#### Dataset entries:
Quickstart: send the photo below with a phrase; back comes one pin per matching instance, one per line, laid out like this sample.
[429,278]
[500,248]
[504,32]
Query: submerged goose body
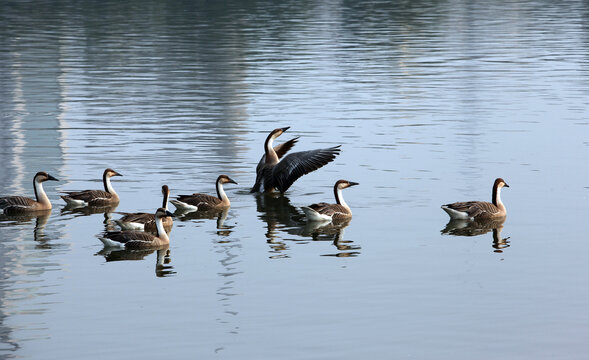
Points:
[146,221]
[205,202]
[95,197]
[479,210]
[330,212]
[278,172]
[20,204]
[140,239]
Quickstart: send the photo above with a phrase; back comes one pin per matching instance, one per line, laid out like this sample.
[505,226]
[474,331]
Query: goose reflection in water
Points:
[41,219]
[87,210]
[162,267]
[278,214]
[332,231]
[220,215]
[480,227]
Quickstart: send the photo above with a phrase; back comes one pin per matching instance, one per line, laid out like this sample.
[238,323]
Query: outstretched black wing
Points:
[280,151]
[295,165]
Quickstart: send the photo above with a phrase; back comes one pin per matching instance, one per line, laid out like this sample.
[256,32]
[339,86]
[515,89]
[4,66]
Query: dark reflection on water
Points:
[476,228]
[334,232]
[163,259]
[279,215]
[419,93]
[218,215]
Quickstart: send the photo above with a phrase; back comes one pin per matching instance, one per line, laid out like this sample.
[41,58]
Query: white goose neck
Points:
[340,198]
[221,193]
[40,194]
[161,232]
[108,187]
[165,204]
[271,156]
[498,199]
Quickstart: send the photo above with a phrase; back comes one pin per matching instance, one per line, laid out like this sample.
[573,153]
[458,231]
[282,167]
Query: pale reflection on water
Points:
[430,101]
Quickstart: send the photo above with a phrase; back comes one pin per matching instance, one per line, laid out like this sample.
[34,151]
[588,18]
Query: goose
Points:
[479,210]
[146,221]
[329,212]
[140,239]
[204,202]
[19,204]
[95,197]
[277,172]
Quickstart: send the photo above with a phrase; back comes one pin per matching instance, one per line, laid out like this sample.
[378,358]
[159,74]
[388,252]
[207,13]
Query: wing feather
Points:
[280,150]
[202,201]
[295,165]
[16,202]
[92,197]
[140,218]
[332,210]
[475,208]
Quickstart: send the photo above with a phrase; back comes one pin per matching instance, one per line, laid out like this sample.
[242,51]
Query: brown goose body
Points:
[330,212]
[480,210]
[20,204]
[278,172]
[146,221]
[205,202]
[95,197]
[140,239]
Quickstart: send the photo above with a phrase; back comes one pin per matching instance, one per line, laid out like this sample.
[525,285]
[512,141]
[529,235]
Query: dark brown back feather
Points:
[280,150]
[295,165]
[203,201]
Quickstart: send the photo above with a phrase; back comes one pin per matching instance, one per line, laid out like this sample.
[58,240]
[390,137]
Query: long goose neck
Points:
[221,193]
[161,232]
[497,197]
[271,156]
[40,195]
[165,203]
[107,186]
[339,198]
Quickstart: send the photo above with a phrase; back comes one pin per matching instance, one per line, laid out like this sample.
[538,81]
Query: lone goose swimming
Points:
[275,172]
[330,212]
[146,221]
[95,197]
[20,204]
[140,239]
[479,210]
[204,202]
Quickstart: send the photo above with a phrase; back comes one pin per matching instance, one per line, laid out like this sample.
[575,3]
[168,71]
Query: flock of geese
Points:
[276,171]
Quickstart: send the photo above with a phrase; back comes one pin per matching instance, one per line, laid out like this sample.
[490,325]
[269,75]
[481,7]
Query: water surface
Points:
[431,101]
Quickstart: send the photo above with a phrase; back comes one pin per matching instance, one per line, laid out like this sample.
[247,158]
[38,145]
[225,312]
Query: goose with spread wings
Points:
[146,221]
[20,204]
[140,239]
[108,197]
[278,172]
[480,210]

#### What is being asked:
Each record above is to be restated exactly, with its pictures removed from the copy.

#### Result for this task:
Quickstart: send the photo below with a phrase; back comes one pin per matching instance, one per line, laid out like this sample.
[429,278]
[500,248]
[504,32]
Query: submerged goose body
Points:
[146,221]
[205,202]
[95,197]
[479,210]
[330,212]
[278,172]
[20,204]
[140,239]
Quickstart: send the photo above with a phrase; back comes one pin per matching instance, one per line, laid out like this sample.
[505,226]
[474,331]
Query: goose reflection in water
Points:
[41,219]
[87,210]
[162,267]
[278,214]
[332,231]
[220,215]
[480,227]
Quickstart: send the photo above with a phrase; back comes one pin per matching instance, one per line, laid out like this sample.
[238,323]
Query: outstretched black wing
Points:
[280,151]
[295,165]
Quickstart: send the photo above with a phrase; back comes one pin per matching instance, one per line, laid out like this sample.
[256,32]
[339,86]
[515,89]
[4,66]
Query: dark reflection on water
Points:
[476,228]
[334,232]
[163,259]
[279,215]
[419,93]
[218,215]
Quickstart: send the photo above with a phrase; back comes one pin per matching instance, one per line, laid out like this sample.
[41,58]
Query: white goose neck
Points:
[340,198]
[221,193]
[40,194]
[161,232]
[108,187]
[165,204]
[271,156]
[498,199]
Quickstart: send the photo above with a phrase; back comes one pin per matching instance, one per line, laid out like this sample.
[573,153]
[458,231]
[282,167]
Query: pale reflection on water
Points:
[430,101]
Quickstart: send the photo above with a phrase; back comes one pin per matching instance, one per line, laid out like this sample.
[34,151]
[588,18]
Query: goose
Points:
[479,210]
[146,221]
[329,212]
[140,239]
[204,202]
[19,204]
[95,197]
[277,172]
Quickstart: send the photo above with a phrase; back comes one pin per matching instance, one per line, laid out like this sample.
[378,358]
[159,74]
[388,252]
[207,13]
Query: wing feather
Points:
[280,150]
[202,201]
[295,165]
[16,202]
[92,197]
[140,218]
[332,210]
[475,208]
Quickstart: send the photo above with a phrase; back comes one pin per matching instance, one per line, laid out like this sample.
[242,51]
Query: brown goose body
Points:
[330,212]
[480,210]
[20,204]
[278,172]
[146,221]
[205,202]
[95,197]
[140,239]
Quickstart: send the photo above with a phrase; back comes one pin per matching instance, one per line, laid out like this sample.
[525,285]
[512,141]
[529,235]
Query: dark brown back feather
Points:
[280,150]
[295,165]
[203,201]
Quickstart: send the photo above with a phrase; back comes one pin per matching instance, one per line, laid out like this sample.
[58,240]
[390,137]
Query: long goose neck
Points:
[221,193]
[161,232]
[497,197]
[271,156]
[40,195]
[165,203]
[107,186]
[339,198]
Quickstart: send the photo above with a phrase; back comes one pin per matching instance, one per line, laid out like this sample.
[538,81]
Query: lone goose swimming
Points:
[275,172]
[330,212]
[146,221]
[95,197]
[20,204]
[140,239]
[479,210]
[204,202]
Quickstart: send the photo above with a phrase; back comes one pin per matching instance, one per line, laid out like this sample.
[575,3]
[168,71]
Query: flock of geese
Points:
[276,171]
Quickstart: send the photo above with a phrase; back comes one pin per matching instance, one per line, laid out like this sample.
[490,325]
[269,75]
[481,7]
Query: water surface
Points:
[431,101]
Quickstart: send the photo above with a phrase; back comes one pin per matching instance, one per line, laid out like this sample.
[247,158]
[38,145]
[225,312]
Query: goose with spread wings
Points:
[146,221]
[20,204]
[140,239]
[108,197]
[278,172]
[480,210]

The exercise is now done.